Task instructions:
A – In the article about the Minnetonka child treatment center, rewrite the paragraph beginning "The male caregiver at the center of the alleged abuse" as a short bulleted list that keeps its main facts.
B – In the article about the Minnetonka child treatment center, explain in one to three sentences why the caregiver should not have been working at the center.
C – According to the article about the Minnetonka child treatment center, in which two towns were other Nexus treatment centers cited for allowing inappropriate sexual contact among children?

:: Reading passage

A 25-year-old male caregiver accused of sexually abusing a teenage girl at a Minnetonka child treatment center in December should have been barred from working there in the first place, records show.

The nonprofit operator of the center, Plymouth-based Nexus, also runs other child treatment facilities in the state where sexual misconduct occurred, state investigators have found. In three other instances since 2012, Nexus treatment centers in Austin and Onamia have been cited for allowing vulnerable children to engage in inappropriate sexual contact.

In addition, the company did not always comply with the state's requirements for conducting background checks of its staff, records show.

The male caregiver at the center of the alleged abuse at the 12-bed facility in Minnetonka, known as Nexus Glen Lake, had previously been placed on a statewide "exclusion list" in July. He was sanctioned for improper billing of the state's publicly funded health insurance program, known as Medical Assistance, state officials said.

Under state rules, this should have barred him from working at the children's treatment center. Yet he was hired there four months after he was placed on the list, according to state records and Nexus.

::::
:: Dataset

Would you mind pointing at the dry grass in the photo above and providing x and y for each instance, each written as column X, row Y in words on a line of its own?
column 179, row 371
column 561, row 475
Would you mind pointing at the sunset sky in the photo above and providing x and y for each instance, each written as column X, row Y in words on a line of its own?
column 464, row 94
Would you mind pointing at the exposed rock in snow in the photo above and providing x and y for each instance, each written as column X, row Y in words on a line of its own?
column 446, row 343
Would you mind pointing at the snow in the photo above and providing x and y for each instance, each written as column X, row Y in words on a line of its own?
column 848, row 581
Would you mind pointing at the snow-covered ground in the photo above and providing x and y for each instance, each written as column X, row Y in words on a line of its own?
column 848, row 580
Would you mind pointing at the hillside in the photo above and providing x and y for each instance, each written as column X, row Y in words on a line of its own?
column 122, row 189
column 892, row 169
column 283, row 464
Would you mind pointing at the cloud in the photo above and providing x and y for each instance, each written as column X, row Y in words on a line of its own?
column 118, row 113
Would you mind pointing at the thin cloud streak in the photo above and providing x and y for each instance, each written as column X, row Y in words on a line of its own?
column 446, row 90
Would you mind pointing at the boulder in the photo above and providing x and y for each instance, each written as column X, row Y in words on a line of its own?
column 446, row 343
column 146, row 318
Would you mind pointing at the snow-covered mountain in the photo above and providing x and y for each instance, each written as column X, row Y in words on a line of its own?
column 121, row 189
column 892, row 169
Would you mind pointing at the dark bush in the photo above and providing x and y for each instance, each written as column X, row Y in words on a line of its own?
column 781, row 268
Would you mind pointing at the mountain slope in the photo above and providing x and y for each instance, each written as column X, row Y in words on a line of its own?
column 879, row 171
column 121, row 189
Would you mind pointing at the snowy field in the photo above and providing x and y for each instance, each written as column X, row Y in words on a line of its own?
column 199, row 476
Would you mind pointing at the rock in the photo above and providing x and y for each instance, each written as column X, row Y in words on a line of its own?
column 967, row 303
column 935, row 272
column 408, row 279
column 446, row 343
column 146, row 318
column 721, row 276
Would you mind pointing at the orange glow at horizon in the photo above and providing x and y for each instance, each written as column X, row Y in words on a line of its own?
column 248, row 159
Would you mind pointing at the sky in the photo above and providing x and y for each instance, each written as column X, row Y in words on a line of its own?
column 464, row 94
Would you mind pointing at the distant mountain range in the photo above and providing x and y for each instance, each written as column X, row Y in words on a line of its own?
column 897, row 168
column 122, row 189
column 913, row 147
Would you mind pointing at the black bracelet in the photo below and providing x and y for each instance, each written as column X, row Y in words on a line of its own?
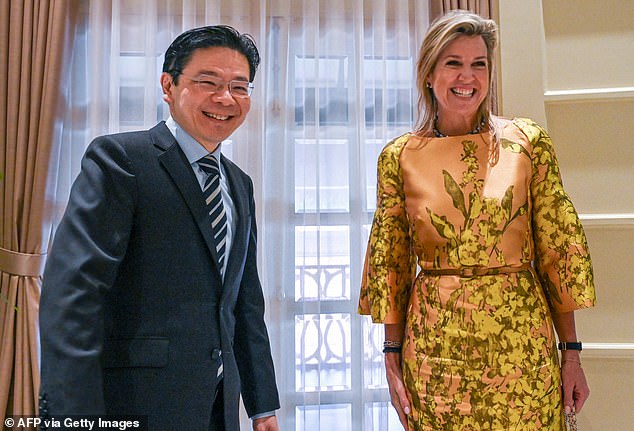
column 390, row 346
column 570, row 345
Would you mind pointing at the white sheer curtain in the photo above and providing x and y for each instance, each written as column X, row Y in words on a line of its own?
column 336, row 83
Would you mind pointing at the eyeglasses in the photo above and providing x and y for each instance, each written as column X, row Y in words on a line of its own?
column 212, row 85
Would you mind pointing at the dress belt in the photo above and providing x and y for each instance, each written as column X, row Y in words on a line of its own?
column 471, row 271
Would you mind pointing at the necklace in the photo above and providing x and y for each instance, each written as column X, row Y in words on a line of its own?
column 440, row 134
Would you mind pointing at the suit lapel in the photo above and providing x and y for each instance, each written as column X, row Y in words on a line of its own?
column 177, row 166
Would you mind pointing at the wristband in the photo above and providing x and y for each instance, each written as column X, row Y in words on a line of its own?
column 576, row 345
column 392, row 346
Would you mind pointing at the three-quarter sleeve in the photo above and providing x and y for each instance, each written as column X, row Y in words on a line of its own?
column 562, row 258
column 390, row 263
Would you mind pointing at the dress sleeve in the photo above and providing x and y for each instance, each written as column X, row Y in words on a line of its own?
column 390, row 263
column 562, row 258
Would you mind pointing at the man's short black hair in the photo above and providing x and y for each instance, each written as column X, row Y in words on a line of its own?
column 182, row 48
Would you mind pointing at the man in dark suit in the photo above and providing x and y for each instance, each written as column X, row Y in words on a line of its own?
column 151, row 301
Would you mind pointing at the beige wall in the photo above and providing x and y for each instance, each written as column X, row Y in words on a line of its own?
column 570, row 66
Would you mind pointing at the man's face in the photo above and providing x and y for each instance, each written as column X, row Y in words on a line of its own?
column 209, row 117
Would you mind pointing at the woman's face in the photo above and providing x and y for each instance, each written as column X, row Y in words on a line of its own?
column 460, row 79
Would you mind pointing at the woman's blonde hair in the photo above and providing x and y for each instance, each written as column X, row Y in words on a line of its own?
column 441, row 33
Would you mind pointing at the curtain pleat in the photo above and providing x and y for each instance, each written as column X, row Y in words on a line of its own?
column 484, row 8
column 34, row 37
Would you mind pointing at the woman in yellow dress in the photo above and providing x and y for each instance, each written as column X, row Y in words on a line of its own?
column 477, row 259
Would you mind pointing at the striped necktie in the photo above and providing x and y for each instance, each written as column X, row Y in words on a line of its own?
column 215, row 207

::::

Answer list:
A –
- The accused male caregiver worked at Nexus Glen Lake, a 12-bed facility in Minnetonka.
- In July he had been placed on a statewide "exclusion list."
- The sanction was for improper billing of Medical Assistance, the state's publicly funded health insurance program.

B – In July he had been placed on a statewide "exclusion list" for improper billing of Medical Assistance. Under state rules, that should have barred him from working at the children's treatment center. He was still hired there four months later.

C – Austin and Onamia.